▶ [Your instructions]:
Could you transcribe all the entries exactly, omitting the pictures?

▶ [Source information]:
-- Opening Marker --
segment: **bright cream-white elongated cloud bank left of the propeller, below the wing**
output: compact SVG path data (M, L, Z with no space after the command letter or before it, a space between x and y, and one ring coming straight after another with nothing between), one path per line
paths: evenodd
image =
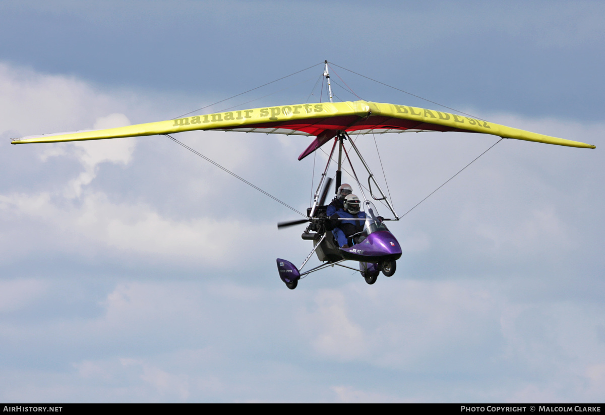
M65 203L56 195L8 194L0 196L4 217L40 223L50 235L36 238L41 227L21 234L20 255L36 250L67 250L82 255L91 249L109 249L113 255L143 255L168 261L219 266L230 258L240 241L267 234L267 225L200 217L171 220L144 203L112 203L101 192L87 192L79 203ZM54 244L51 240L55 239ZM9 243L7 241L7 243ZM245 254L246 256L248 253Z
-- Closing Marker --
▶ [Response for this exercise]:
segment: **bright cream-white elongated cloud bank left of the propeller, below the wing**
output: compact SVG path data (M, L, Z with no space after the command letter or before it, a space between x and y, and one ring coming straight after another with nothing between), one path per line
paths: evenodd
image =
M65 203L56 195L8 194L0 196L4 217L40 223L50 235L36 238L41 227L21 234L20 255L36 250L67 250L82 255L91 249L109 249L113 255L143 255L168 261L219 266L230 258L240 241L267 234L267 225L200 217L171 220L144 203L112 203L101 192L87 192L79 203ZM54 244L51 240L55 239ZM9 243L7 241L7 243ZM245 254L246 256L248 253Z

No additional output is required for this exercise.